依頼内容: 透過型回折格子についての文章から、「さらに、高次回折光を使用する」を含む語句で始まり「方法がより簡便で有利である。」で終わる部分を、一字も変えずに打ち直してください。

本発明は分光分析や光計測、光通信等の分野において使用される透過型回折格子に関する。
単位幅あたりの溝本数がN、幅がWの回折格子において、波長λの光のm次回折光の回折角度がθ'のとき、この回折格子の分解能λ/Δλは次式で表される。
λ/Δλ=mNW
また、角分散Δθ'/Δλは次の式で表される。
Δθ'/Δλ=mN/cosθ'
回折格子の分解能や角分散が大きければ大きいほど、分析機器または測定機器としての精度や感度が向上する。また光学系も小型にすることができる。そのため、回折格子における分解能と角分散はより大きい方が望ましい。
分解能と角分散を大きくするためには、前述の式から、回折次数mが高い回折光を利用する方法と、回折格子の溝本数を増やす方法とが考えられる。
しかし、高次数の回折光を利用すると次のような問題がある。一般的に高次数の回折光は低次数の回折光よりも回折効率が低い。特に一般の透過型回折格子においてはその傾向が顕著であり、通常は±1次光を利用する場合がほとんどである。
さらに、高次回折光を使用するとフリースペクトルレンジによる帯域制限が発生する。回折次数mの回折光を波長λからλ'で使用する場合、回折光の重なりを防ぐためには以下の条件を満足していなければならない。
λ'−λ ≦ λ/m (λ<λ')
上記のような帯域制限は、多波長または広波長域での回折格子の使用に対し、大きな妨げとなる。これらの帯域制限はフィルタや複数の検出器等を用いることで回避することができるが(例えば、非特許文献1参照)、光のエネルギー損失が大きくなったり構成が複雑になったりするという問題がある。そのため、溝本数を増やして分解能および分散を大きくする方法がより簡便で有利である。
吉原邦夫著、「物理光学」、共立出版株式会社、1966年、p.111
しかしながら分解能や分散を大きくするために溝本数を多くし、溝の周期を小さくすると、回折効率の偏光依存が大きくなったり、エネルギーの利用効率が下がったりする傾向があることが知られている。また、広い波長域で高い回折効率を安定して得ることも難しい。これらの傾向は特に溝の周期aと波長λを同程度または溝の周期aを波長λ以下にすると、顕著に現れる。
本発明は、このような問題点を解決するためになされたもので、溝の周期が小さく分解能と分散が大きい場合であっても、広い波長域で偏光依存損失が小さくかつ高い回折効率が得られる透過型回折格子を提供することを目的とする。

資料一覧:
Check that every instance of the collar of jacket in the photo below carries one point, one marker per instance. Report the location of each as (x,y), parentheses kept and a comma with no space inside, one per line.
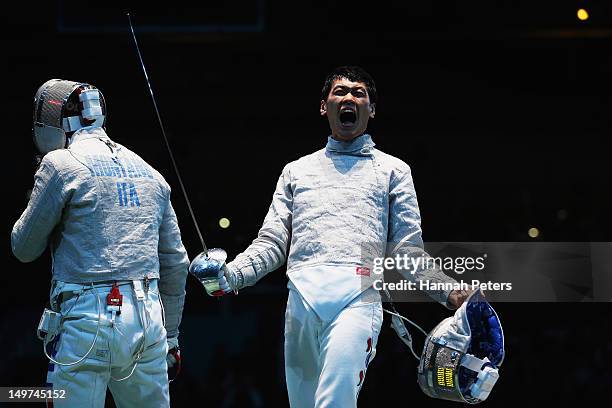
(359,146)
(88,132)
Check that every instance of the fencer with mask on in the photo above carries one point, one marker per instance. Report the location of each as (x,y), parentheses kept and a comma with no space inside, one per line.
(118,263)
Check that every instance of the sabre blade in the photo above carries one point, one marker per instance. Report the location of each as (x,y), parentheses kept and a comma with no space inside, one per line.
(161,125)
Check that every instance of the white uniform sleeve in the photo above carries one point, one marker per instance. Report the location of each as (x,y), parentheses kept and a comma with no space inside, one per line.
(269,250)
(31,232)
(405,233)
(173,265)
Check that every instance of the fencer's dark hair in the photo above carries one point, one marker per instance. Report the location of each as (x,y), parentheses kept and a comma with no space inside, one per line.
(352,73)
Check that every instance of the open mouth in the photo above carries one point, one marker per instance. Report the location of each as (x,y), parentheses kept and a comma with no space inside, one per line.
(348,117)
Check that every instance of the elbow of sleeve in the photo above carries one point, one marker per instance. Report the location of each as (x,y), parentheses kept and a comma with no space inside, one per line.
(22,254)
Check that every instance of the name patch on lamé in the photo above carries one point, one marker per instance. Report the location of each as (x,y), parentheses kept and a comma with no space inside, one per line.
(127,173)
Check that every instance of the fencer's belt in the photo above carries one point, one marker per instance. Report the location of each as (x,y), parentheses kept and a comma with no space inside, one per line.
(140,286)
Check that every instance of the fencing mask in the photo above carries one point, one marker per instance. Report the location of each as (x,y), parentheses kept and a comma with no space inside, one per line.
(60,108)
(462,355)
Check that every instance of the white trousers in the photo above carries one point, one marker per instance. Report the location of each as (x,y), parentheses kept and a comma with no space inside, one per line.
(135,343)
(326,361)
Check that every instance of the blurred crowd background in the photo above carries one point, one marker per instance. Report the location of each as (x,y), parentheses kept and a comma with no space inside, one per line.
(502,109)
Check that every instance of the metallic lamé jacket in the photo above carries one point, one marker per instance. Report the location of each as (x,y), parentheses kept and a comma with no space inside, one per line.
(106,215)
(332,204)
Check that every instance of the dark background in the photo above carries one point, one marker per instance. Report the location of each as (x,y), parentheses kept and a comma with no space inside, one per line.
(502,110)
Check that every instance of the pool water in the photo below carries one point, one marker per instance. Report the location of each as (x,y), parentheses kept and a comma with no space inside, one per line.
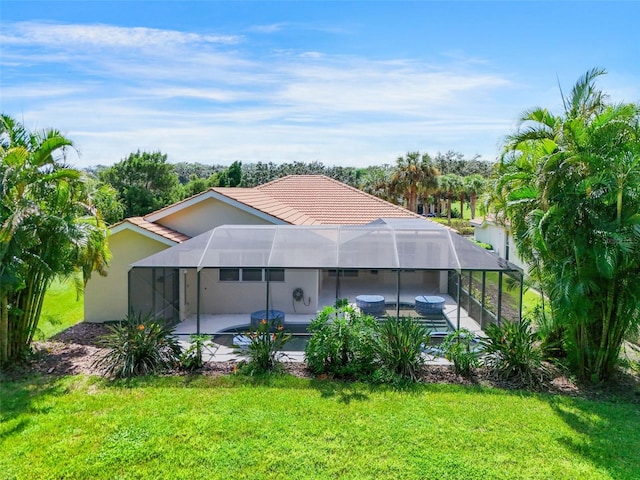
(232,337)
(299,336)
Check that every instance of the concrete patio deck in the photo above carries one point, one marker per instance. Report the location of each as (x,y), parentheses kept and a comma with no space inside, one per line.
(210,324)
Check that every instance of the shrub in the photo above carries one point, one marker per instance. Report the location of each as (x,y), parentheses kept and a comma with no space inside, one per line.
(342,342)
(191,358)
(266,340)
(486,246)
(512,351)
(398,346)
(458,347)
(138,346)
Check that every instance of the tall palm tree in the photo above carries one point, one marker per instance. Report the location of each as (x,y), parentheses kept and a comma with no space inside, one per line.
(47,228)
(414,175)
(449,186)
(475,184)
(570,184)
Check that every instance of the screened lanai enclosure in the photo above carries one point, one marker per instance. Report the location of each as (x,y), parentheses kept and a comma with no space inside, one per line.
(235,275)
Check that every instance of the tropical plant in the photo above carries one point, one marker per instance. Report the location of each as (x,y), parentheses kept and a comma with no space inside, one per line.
(138,346)
(475,185)
(48,228)
(192,357)
(568,184)
(342,342)
(266,341)
(414,175)
(399,345)
(144,182)
(460,347)
(449,186)
(512,351)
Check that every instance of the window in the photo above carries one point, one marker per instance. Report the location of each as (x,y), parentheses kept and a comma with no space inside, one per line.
(251,274)
(229,275)
(275,274)
(344,273)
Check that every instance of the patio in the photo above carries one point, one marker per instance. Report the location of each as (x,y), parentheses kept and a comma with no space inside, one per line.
(217,280)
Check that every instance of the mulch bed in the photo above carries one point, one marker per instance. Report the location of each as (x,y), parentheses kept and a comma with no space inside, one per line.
(73,352)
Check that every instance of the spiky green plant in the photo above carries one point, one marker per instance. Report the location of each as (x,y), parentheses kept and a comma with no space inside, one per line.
(399,345)
(266,342)
(138,346)
(459,347)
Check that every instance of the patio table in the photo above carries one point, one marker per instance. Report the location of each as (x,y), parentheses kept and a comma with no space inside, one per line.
(429,305)
(276,316)
(371,304)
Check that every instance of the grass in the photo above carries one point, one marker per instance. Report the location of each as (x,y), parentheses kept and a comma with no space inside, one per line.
(61,309)
(238,427)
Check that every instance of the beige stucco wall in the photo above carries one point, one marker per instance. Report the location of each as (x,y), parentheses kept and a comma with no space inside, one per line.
(106,298)
(208,214)
(496,236)
(246,297)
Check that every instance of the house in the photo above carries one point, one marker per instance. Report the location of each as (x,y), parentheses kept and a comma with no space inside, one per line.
(488,230)
(293,200)
(389,267)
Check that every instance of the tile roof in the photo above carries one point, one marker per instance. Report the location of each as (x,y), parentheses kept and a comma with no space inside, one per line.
(317,199)
(299,200)
(158,229)
(262,201)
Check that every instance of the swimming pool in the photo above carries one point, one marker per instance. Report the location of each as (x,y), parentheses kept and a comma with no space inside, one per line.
(437,325)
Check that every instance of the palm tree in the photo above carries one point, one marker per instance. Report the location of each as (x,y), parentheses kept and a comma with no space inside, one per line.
(475,184)
(449,186)
(570,187)
(415,175)
(47,228)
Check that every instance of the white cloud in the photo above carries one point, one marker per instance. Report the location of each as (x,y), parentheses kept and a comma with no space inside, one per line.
(203,98)
(74,36)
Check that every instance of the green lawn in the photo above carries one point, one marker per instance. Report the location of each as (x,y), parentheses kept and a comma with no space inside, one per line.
(234,427)
(61,308)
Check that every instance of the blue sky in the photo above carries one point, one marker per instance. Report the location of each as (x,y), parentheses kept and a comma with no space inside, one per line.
(343,83)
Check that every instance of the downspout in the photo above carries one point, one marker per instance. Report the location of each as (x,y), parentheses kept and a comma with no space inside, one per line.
(398,297)
(484,294)
(198,304)
(499,312)
(521,295)
(459,297)
(267,302)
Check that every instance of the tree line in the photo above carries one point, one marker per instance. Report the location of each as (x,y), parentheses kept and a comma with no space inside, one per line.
(146,181)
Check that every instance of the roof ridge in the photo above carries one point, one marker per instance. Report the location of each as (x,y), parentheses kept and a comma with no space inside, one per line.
(303,215)
(343,185)
(155,228)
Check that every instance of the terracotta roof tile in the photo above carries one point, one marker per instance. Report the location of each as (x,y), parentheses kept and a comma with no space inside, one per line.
(327,201)
(266,203)
(158,229)
(304,200)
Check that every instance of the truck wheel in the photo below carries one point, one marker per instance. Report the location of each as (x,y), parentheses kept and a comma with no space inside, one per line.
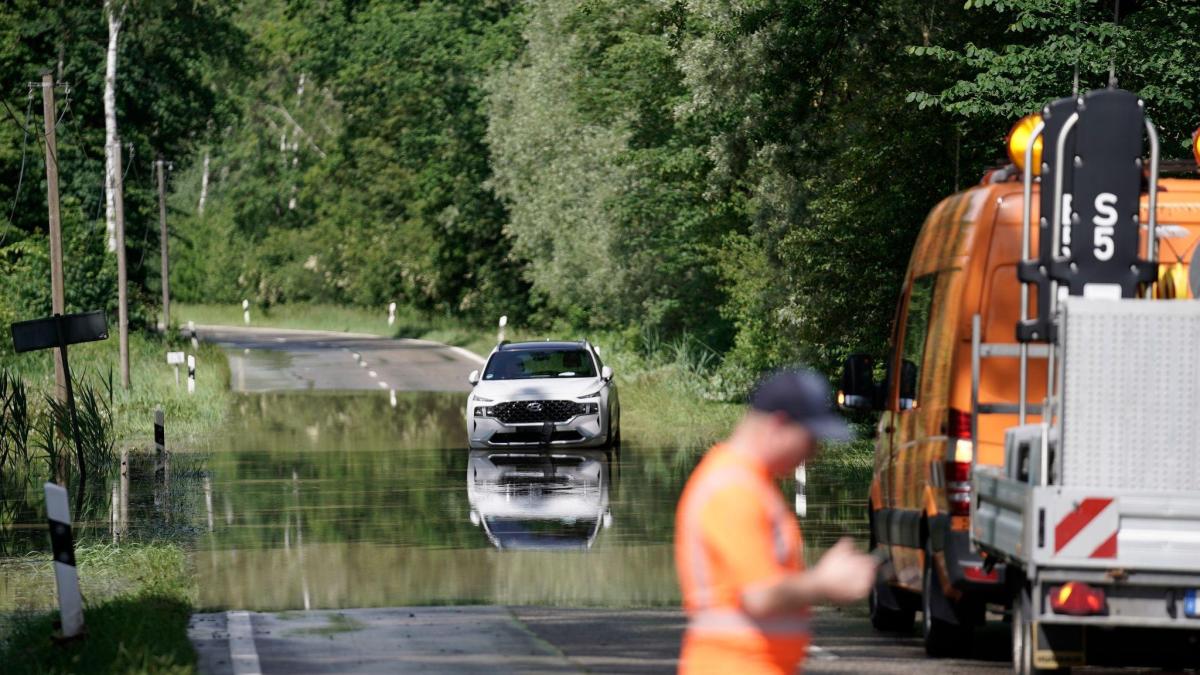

結果:
さらに、高次回折光を使用するとフリースペクトルレンジによる帯域制限が発生する。回折次数mの回折光を波長λからλ'で使用する場合、回折光の重なりを防ぐためには以下の条件を満足していなければならない。
λ'−λ ≦ λ/m (λ<λ')
上記のような帯域制限は、多波長または広波長域での回折格子の使用に対し、大きな妨げとなる。これらの帯域制限はフィルタや複数の検出器等を用いることで回避することができるが(例えば、非特許文献1参照)、光のエネルギー損失が大きくなったり構成が複雑になったりするという問題がある。そのため、溝本数を増やして分解能および分散を大きくする方法がより簡便で有利である。